» **Поставленная задача A**
Повторите без изменений отрывок из текста об обучении войск, начиная со слов «Именно этим и» и продолжая до слов «укладывался в час[515].» включительно.
» **Поставленная задача B**
Согласуются ли с текстом об обучении войск следующие утверждения? На каждое ответьте «да» или «нет» и приведите точную цитату из текста, на которой основан ответ.
(i) В битве под Добрыничами первыми бежали с поля боя немецкие и французские наемники.
(ii) Мориц и Вильгельм Нассауские разработали 30 команд для построения.
(iii) Армия нидерландцев комплектовалась по призыву, а не из наемников.
» **Поставленная задача C**
Продолжите текст об обучении войск, начав сразу после его последнего предложения.

» **Текстовый блок**
Конечно, обучение воинскому делу, умению владеть холодным и огнестрельным оружием было знакомо русскому войску. Прекрасное владение огнестрельным оружием показали царские войска в битве с отрядами самозванца под Добрыничами зимой 1605 года. В первой фазе боя польской коннице и сражавшимся на стороне самозванца казакам удалось потеснить царское войско (кстати, первыми бежали с поля боя немецкие и французские наемники, не выдержав атаки польских гусар), но во второй фазе стрельцы, выстроенные в одну линию, встретили польских всадников и казаков одновременным залпом из мушкетов. Они вели огонь по шеренгам: две первые шеренги, опустившись на одно колено, стреляли по коннице в упор, в это время две стоявшие за ними давали одновременный залп и также опускались на одно колено, затем стреляли пятая и шестая шеренги, стоя в рост. Атака конницы самозванца, не выдержавшая такого отпора, была отбита, противник бежал, дело довершила поддержка артиллерии. Огонь на короткой дистанции, дружный залп по несущейся во весь опор коннице требовали от стрельцов хладнокровия, выдержки, слаженности действий и умелого владения огнестрельным оружием, чего можно было достигнуть лишь постоянными упражнениями.
Именно этим и занимался Скопин со своими войсками под Калязином. Интересно упоминание об обучении так называемому «бельгийскому способу» — видимо, под этим способом подразумевается разработанный Морицем и Вильгельмом Нассаускими способ обучения солдат строевой подготовке. Они разработали 50 необходимых для построения команд, при этом выработав главное правило: предварительная команда должна предшествовать исполнительной, например, «шагом — марш» или «равняйся — смирно». Во время обучения командиры добивались, чтобы каждый солдат четко знал свое место в строю, разбирался в том, что такое шеренги и ряды, учился строиться и маршировать тесно сомкнутым строем. В результате две тысячи нидерландцев легко строились за 20 минут, в то время как полк испанских солдат едва укладывался в час[515].
Вся армия нидерландцев была наемной, но строилась на национальной основе. Солдатам платили вовремя высокое жалованье, но заставляли их производить работы, которые в то время воины считали зазорными, например, рыть окопы и возводить насыпи, ставить укрепления. Выполняя все это самостоятельно, солдаты нидерландской армии осваивали искусство полевой фортификации, что позволяло их командирам захватывать и удерживать инициативу в бою[516].
Скопину и другим воеводам, которые наблюдали за обучением новобранцев шведским военачальником, было чему поучиться. Однако приемы построения полевой фортификации не были совсем уж новостью для русской армии. Знаменитые «гуляй-города» — дощатые крепости на колесах, из-за укрытия которых выступали русские воины, — были старинным способом защиты пехоты против конницы. Правда, с развитием огнестрельного оружия, когда пули и уж тем более пушечные ядра стали легко пробивать доски «гуляй-городов», они начали утрачивать свое значение, однако и в Смуту поляки порядком пострадали от этих передвижных крепостей, будучи неоднократно, как признавался один из них, «потрепаны в битве с гуляй-городами». «Рогатки», «палисадники», «острожки», «частокол», «grodki» — так поляки называли защищавшие на поле русскую пехоту легкие деревянные укрепления, возводить которые, как они считали, научил русских Сомме. Не так уж и важно, кто первым додумался до этого изобретения; главное, приобретенная во время вынужденного стояния под Калязином наука не пропала даром, и уже первое столкновение с польскими отрядами показало, как русские воины применяли новые знания на деле.

» **Представленные данные**
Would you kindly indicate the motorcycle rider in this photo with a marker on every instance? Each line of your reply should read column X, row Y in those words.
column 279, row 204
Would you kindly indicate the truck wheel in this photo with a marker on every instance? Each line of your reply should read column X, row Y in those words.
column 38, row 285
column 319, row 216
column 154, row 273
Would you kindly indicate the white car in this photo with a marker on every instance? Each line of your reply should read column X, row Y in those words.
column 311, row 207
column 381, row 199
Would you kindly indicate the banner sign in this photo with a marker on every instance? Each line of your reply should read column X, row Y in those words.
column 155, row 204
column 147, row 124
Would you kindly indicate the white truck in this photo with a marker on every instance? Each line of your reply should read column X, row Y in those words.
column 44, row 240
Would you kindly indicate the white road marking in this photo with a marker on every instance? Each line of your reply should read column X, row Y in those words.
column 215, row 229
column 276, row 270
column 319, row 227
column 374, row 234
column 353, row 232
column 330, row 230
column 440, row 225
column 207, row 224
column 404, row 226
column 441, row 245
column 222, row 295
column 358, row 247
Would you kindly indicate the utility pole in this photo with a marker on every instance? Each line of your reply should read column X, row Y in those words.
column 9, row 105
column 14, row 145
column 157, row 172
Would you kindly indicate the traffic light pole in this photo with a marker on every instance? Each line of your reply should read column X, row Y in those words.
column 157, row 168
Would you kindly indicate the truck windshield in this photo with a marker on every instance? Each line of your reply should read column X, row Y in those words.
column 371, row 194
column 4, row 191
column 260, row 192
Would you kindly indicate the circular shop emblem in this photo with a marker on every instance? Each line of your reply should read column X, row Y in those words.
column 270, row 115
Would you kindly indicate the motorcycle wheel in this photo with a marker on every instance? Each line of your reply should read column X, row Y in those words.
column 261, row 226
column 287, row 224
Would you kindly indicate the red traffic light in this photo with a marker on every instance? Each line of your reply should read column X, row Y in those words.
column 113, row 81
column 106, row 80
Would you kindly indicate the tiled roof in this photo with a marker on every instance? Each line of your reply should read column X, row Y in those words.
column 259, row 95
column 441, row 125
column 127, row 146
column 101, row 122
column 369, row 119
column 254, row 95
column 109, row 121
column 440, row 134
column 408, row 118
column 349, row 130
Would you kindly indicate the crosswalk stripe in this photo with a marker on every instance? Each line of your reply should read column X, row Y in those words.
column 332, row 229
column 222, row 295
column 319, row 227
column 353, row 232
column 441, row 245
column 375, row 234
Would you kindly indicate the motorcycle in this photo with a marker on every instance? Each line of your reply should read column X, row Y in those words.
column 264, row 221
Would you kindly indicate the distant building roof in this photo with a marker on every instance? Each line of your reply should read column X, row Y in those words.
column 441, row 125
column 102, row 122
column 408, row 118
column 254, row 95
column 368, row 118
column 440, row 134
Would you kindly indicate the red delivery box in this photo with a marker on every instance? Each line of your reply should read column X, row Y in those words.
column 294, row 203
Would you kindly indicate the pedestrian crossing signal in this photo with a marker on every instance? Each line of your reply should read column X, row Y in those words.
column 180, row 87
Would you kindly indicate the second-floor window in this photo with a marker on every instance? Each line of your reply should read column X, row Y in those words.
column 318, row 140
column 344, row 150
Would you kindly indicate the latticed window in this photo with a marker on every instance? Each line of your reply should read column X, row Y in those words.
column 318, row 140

» **Результат выполнения A**
Именно этим и занимался Скопин со своими войсками под Калязином. Интересно упоминание об обучении так называемому «бельгийскому способу» — видимо, под этим способом подразумевается разработанный Морицем и Вильгельмом Нассаускими способ обучения солдат строевой подготовке. Они разработали 50 необходимых для построения команд, при этом выработав главное правило: предварительная команда должна предшествовать исполнительной, например, «шагом — марш» или «равняйся — смирно». Во время обучения командиры добивались, чтобы каждый солдат четко знал свое место в строю, разбирался в том, что такое шеренги и ряды, учился строиться и маршировать тесно сомкнутым строем. В результате две тысячи нидерландцев легко строились за 20 минут, в то время как полк испанских солдат едва укладывался в час[515].

» **Результат выполнения B**
(i) Да: «первыми бежали с поля боя немецкие и французские наемники».
(ii) Нет: «Они разработали 50 необходимых для построения команд».
(iii) Нет: «Вся армия нидерландцев была наемной».

» **Результат выполнения C**
О бое 18–19 августа, в котором участвовали в основном русские войска, иностранные авторы сообщают коротко. А бой между тем был жестоким. Посланный Скопиным отряд преградил дорогу тушинцам, которые пришли от Троицкого монастыря к Никольской слободе Калязина. Чтобы отличать в сражении своих, в войске Скопина придумали «положить признаки» — нашить знаки отличия. Первые стычки произошли у топкой «зело и ржавистой» речки Жабны, притока Волги, куда Скопин послал отряд под командованием Головина, Барятинского, Валуева и Жеребцова. «Литовские же увидевши московских людей, и абие яко лютыя звери устремишася на лов. Благодатию же Божиею на том бою многих полских и литовских людей побили и поранили, мнози же от них в грязех погрясше, погибоша, прочий же в бегство устремишася к болшим людем в село в Пирогово»[517].
Село Пирогово располагалось на другом берегу Волги, напротив Калязинского монастыря. Узнав об удачном исходе «затравки», Скопин вместе с войском переправился к Пирогову; здесь по его приказу был заранее сооружен деревянный острог, а перед ним — частокол, за которым и укрывались до времени пехотинцы с пищалями. Против опытных вояк — поляков и казаков — наскоро обученные пехотинцы, немногочисленная конница и скудные силы наемников вряд ли бы устояли, и с таким трудом собранное войско Скопина было бы наголову разбито, так и не дойдя до Москвы. Поэтому по приказу Скопина воины действовали осторожно — как заметил польский участник сражения, хитро: всадники выезжали из-за частокола и «пускались на нас гарцем»[518].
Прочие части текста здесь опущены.